-- BEGIN Items --
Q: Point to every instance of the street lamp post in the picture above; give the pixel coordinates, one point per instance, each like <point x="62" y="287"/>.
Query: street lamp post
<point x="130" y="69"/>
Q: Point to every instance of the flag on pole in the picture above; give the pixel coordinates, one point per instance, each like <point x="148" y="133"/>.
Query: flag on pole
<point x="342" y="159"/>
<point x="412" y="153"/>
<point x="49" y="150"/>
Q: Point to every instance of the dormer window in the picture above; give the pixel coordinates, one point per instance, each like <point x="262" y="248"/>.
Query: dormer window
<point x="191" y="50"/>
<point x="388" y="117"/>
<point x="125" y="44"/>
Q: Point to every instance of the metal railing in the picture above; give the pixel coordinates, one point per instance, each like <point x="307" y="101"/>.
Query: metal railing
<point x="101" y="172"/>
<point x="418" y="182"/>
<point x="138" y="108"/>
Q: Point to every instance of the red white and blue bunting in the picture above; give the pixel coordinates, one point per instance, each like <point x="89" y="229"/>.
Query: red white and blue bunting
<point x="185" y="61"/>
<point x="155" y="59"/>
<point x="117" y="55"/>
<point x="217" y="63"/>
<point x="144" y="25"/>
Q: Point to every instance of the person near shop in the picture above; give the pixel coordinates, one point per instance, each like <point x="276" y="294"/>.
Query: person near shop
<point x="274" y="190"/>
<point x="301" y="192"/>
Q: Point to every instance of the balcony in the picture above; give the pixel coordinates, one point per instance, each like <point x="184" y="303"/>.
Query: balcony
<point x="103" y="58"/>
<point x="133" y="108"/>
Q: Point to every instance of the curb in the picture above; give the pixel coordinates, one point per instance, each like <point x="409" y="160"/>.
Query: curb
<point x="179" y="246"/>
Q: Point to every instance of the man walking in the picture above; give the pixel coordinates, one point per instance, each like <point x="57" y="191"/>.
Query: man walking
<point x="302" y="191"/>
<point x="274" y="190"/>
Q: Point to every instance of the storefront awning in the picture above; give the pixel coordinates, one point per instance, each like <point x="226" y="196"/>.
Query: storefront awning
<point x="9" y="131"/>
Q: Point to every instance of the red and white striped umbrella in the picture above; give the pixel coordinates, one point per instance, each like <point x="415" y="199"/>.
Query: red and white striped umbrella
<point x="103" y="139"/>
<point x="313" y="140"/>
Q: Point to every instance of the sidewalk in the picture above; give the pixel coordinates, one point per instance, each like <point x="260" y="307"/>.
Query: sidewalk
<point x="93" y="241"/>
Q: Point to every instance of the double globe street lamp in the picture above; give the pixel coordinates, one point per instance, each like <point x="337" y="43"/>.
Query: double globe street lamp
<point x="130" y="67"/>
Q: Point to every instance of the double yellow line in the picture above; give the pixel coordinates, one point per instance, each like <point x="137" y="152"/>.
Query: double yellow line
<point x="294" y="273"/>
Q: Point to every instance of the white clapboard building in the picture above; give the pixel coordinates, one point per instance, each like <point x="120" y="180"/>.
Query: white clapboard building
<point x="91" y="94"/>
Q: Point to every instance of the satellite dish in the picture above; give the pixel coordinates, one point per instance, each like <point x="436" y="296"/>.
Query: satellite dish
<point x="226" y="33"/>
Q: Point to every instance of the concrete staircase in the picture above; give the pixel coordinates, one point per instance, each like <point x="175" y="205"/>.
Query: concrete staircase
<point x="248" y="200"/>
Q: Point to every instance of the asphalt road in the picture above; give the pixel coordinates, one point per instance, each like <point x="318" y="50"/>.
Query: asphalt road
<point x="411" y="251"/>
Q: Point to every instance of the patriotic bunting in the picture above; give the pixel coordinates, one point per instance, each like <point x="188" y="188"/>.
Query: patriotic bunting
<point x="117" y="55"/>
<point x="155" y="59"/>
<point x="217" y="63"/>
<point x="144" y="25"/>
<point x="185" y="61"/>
-- END Items --
Work to complete: Starting at the line that contains "Q: Point to every instance of the white" and ending at the last line of the data, write out every line again, requests included, multiplying each coordinate in the answers by 1.65 and rounding to a whole number, with halves rounded up. Leave the numbers in the requests and in their format samples unchanged.

Answer to the problem:
Q: Point to every instance of the white clapboard building in the picture above; give the pixel coordinates, one point per instance, each like <point x="120" y="180"/>.
Query: white clapboard building
<point x="150" y="155"/>
Q: Point to every instance of the satellite dish in the picture above; give the pixel coordinates, one point per instance, each like <point x="436" y="296"/>.
Query: satellite dish
<point x="373" y="54"/>
Q: Point to every instance of the concrete staircase in the picture above; give the pixel coordinates, one point per instance, each like <point x="175" y="205"/>.
Query: concrete staircase
<point x="409" y="330"/>
Q: Point to every instance of the asphalt road in the picture above; give the pixel coordinates, one point per instance, each like <point x="318" y="50"/>.
Query: asphalt road
<point x="678" y="414"/>
Q: Point to every instance of the patriotic bunting in the picture above; give the pixel coordinates, one point per instance, each like <point x="188" y="188"/>.
Query: patriotic bunting
<point x="193" y="91"/>
<point x="256" y="97"/>
<point x="358" y="104"/>
<point x="238" y="41"/>
<point x="305" y="101"/>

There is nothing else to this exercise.